>> Start Extracted text

For the first twenty years of the monument's existence, city ordinance prohibited the construction of any building near the monument that exceeded it in height. That ordinance came under fire from downtown promoters and was modified in 1922 to allow buildings to be taller so long as they did not overshadow the monument. For example, the Circle Tower uses a tiered design, with higher stories backing away from the building facade that faces the monument.  

The monument was designed by German architect Bruno Schmitz and was intended to honor Indiana's American Civil War veterans. However, the design also pays tribute to those who served in the American Revolutionary War and a number of territorial conflicts including the Mexican and Spanish American Wars.

>> End Extracted text
>> Start Information provided

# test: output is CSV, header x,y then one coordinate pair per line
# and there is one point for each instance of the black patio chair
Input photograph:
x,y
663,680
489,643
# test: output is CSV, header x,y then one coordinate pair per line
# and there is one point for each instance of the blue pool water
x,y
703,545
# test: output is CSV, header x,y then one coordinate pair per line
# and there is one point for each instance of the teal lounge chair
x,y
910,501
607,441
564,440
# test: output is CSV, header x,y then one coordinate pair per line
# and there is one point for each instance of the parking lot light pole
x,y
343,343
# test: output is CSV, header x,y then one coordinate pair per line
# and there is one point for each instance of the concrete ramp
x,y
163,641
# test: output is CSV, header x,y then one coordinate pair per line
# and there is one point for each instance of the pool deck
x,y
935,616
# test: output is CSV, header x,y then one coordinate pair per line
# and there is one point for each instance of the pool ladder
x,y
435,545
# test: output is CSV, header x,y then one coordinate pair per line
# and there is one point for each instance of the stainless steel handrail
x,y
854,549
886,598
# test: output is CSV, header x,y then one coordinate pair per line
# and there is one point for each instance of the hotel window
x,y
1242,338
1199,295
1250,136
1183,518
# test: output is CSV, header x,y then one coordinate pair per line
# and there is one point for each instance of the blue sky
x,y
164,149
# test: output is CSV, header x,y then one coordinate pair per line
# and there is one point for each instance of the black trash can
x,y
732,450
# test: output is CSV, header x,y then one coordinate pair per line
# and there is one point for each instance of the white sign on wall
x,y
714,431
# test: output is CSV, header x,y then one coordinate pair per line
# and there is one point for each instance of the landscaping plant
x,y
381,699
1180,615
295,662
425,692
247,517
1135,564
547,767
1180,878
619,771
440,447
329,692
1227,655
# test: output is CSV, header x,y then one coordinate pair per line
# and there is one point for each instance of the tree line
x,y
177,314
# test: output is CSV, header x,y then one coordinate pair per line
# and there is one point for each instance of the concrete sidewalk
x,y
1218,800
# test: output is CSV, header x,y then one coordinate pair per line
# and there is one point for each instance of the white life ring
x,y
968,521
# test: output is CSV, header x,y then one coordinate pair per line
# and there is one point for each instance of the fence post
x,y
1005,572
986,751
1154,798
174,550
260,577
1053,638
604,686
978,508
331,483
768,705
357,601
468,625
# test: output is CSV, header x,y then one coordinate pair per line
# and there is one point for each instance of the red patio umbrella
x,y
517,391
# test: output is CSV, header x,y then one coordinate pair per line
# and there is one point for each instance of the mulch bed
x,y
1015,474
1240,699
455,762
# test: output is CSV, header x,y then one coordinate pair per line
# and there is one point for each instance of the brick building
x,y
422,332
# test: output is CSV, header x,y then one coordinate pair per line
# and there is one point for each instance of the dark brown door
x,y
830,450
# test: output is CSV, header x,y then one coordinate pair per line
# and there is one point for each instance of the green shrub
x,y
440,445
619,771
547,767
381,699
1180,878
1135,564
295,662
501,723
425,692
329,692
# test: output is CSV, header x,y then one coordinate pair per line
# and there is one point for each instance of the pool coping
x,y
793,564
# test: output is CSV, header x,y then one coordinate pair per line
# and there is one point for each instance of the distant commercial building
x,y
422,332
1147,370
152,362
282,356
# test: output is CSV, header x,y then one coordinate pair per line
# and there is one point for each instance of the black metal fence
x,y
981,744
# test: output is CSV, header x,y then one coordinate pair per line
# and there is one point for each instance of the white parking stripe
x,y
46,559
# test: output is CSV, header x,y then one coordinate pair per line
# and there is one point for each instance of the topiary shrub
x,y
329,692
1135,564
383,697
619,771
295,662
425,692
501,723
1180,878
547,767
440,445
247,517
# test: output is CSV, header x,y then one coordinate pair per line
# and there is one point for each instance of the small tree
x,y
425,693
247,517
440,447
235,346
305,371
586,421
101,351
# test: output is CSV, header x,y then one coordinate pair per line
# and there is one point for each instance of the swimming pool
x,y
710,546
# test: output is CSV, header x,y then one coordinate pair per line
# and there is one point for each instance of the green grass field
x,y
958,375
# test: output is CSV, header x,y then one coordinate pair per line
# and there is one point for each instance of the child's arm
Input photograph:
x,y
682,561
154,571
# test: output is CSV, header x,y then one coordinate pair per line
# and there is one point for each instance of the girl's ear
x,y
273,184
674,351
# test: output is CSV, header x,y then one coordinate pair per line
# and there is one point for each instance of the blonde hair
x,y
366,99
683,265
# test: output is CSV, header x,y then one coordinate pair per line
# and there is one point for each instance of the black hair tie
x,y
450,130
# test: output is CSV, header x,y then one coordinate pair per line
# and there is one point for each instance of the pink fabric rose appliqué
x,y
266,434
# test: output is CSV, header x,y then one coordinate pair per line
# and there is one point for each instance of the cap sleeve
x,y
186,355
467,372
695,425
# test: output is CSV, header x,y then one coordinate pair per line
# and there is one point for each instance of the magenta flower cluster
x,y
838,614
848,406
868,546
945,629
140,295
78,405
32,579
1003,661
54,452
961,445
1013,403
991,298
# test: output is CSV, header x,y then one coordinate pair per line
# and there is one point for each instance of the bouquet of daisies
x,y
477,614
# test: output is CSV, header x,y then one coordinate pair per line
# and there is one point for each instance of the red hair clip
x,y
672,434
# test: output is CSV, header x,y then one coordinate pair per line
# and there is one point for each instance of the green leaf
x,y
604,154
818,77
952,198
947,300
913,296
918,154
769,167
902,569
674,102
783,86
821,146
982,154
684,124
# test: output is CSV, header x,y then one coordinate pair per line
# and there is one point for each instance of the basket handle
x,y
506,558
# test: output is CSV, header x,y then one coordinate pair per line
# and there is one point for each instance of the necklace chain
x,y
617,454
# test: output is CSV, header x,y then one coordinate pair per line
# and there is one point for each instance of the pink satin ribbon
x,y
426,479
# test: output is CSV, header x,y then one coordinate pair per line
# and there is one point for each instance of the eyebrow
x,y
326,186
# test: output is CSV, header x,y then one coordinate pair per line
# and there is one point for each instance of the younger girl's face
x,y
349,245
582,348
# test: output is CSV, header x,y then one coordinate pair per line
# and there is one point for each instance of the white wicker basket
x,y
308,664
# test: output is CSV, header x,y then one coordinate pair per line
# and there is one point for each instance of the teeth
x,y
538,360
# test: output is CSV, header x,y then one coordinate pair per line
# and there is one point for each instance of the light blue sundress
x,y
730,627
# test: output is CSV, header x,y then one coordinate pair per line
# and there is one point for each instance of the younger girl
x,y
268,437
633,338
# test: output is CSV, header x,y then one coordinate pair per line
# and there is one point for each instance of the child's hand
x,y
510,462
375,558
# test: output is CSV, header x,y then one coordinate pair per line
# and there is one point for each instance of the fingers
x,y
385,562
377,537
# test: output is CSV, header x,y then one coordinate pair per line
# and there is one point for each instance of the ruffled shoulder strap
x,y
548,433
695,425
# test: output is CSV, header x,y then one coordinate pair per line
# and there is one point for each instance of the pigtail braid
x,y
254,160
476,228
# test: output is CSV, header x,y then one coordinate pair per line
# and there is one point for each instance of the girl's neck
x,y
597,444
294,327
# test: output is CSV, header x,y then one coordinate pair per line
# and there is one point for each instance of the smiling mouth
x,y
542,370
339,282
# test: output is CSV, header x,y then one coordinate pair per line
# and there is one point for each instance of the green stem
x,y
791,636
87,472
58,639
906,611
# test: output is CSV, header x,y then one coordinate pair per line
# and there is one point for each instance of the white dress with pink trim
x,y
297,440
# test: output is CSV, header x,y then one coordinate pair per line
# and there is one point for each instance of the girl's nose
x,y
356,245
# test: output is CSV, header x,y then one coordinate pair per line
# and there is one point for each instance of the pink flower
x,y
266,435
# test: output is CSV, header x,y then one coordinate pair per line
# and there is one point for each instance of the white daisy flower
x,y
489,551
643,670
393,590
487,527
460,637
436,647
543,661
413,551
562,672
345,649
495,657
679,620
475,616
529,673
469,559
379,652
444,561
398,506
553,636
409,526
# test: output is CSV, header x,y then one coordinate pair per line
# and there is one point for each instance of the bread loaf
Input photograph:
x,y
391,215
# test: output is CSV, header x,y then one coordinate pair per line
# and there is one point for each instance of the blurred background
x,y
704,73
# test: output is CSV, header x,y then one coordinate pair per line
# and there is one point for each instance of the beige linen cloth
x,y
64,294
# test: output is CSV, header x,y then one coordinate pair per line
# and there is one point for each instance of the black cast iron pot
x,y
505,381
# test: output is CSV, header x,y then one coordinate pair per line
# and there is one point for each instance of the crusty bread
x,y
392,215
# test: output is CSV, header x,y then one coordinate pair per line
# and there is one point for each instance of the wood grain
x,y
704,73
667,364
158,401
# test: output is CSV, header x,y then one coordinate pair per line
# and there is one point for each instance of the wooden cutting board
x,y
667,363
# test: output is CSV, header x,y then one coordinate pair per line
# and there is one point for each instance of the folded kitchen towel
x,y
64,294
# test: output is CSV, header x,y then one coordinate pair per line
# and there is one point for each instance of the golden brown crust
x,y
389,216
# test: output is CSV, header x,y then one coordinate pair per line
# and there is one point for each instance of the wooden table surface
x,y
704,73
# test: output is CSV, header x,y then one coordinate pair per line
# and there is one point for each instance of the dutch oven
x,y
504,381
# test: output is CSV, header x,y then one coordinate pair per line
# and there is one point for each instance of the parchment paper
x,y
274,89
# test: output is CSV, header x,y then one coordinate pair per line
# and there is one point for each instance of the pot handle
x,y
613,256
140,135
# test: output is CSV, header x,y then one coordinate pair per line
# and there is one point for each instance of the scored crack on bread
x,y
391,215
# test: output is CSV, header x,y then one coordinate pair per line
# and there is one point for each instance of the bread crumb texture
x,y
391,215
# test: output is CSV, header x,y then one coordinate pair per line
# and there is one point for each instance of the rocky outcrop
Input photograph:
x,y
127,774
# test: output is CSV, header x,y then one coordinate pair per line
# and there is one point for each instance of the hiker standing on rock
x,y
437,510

>> End Information provided

Task objective: Carry the passage on the monument to Indiana's Civil War veterans further, beginning right after its final sentence.

Task response:
Many times after the Civil War suggestions were made to build a monument honoring Indiana's Civil War veterans. The first proposal was made on April 1, 1862, when an anonymous editorial in the Indianapolis Daily Journal suggested a monument be erected in Circle Park; however, no action was taken. Talk of a monument continued in the years following the war. In 1867 governor Morton suggested a monument be erected on the highest point in Crown Hill Cemetery, but nothing came of it. In 1872 William H. English addressed a group of Civil War veterans and expressed his support for a monument at Crown Hill, but a bill introduced in the state legislature failed to pass. Other potential sites for the monument included University Park, Military Park, and the corner of Washington and Illinois streets in the city's downtown business district, along the National Road.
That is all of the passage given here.